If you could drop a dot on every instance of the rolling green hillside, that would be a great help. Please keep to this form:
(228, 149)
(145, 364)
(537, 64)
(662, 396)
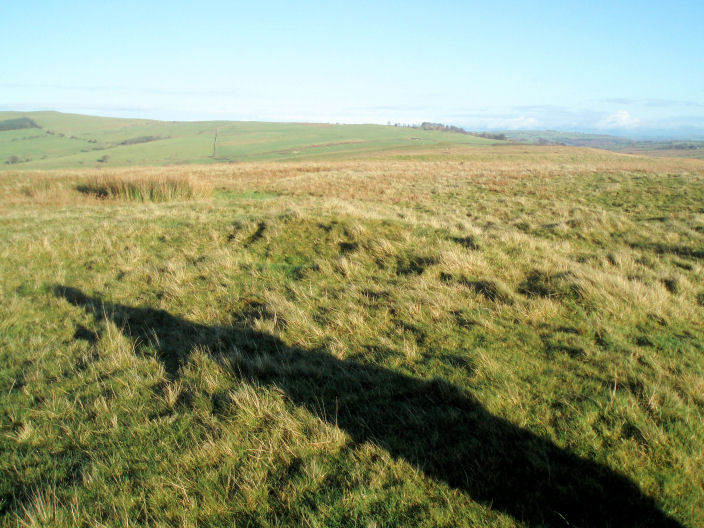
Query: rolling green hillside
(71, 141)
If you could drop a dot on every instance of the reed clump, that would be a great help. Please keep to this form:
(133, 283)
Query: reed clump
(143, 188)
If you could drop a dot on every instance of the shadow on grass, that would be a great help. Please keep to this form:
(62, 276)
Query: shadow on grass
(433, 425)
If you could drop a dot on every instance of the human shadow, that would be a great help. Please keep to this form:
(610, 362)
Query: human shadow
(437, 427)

--

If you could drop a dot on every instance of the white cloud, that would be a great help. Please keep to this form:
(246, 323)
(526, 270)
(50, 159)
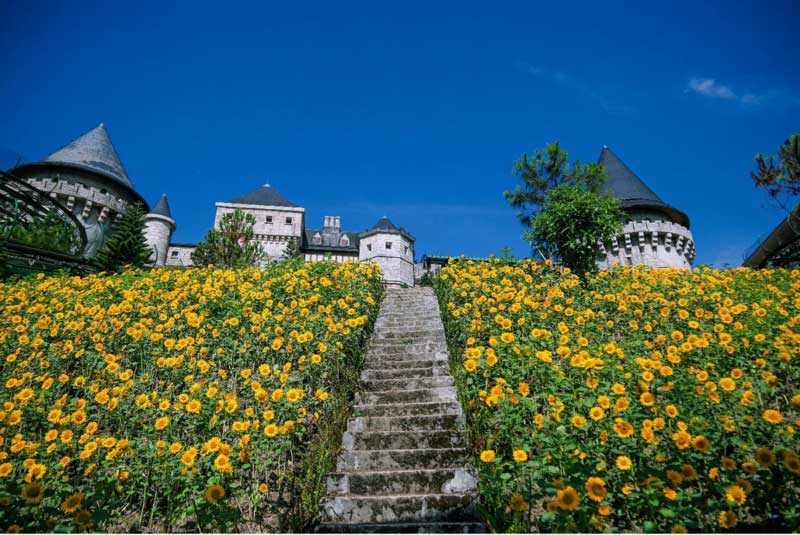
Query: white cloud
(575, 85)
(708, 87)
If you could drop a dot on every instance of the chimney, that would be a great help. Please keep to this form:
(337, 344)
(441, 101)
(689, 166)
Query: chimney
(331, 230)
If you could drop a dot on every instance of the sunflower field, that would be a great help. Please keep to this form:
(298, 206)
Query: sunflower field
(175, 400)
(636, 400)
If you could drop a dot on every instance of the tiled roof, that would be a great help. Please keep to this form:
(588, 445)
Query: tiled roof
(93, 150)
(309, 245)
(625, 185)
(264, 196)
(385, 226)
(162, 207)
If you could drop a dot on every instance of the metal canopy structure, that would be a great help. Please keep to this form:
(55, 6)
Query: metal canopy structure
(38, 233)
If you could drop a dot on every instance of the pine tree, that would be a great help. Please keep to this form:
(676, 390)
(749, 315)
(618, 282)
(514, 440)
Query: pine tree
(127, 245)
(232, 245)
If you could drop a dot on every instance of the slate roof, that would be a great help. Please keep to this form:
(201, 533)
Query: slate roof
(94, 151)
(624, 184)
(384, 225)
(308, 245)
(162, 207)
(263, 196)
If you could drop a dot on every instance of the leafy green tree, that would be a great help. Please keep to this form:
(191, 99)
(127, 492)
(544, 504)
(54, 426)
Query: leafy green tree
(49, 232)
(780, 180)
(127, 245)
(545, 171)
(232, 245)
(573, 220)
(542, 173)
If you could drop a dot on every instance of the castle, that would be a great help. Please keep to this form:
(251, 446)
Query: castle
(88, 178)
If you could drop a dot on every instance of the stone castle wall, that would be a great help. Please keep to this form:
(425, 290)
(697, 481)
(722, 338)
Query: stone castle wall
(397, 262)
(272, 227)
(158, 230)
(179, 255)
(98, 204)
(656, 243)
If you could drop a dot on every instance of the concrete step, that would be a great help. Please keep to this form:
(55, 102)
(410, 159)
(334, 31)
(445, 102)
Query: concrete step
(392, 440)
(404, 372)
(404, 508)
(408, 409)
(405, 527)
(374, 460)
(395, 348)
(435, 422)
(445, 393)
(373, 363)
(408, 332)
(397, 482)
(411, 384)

==

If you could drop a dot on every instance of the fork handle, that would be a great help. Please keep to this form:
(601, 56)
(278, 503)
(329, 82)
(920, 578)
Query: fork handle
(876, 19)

Latihan Singkat:
Hitung jumlah baris dalam butir-butir di atas yang memuat kata "wall". Tuliskan angkanya saja.

Latihan Selesai:
2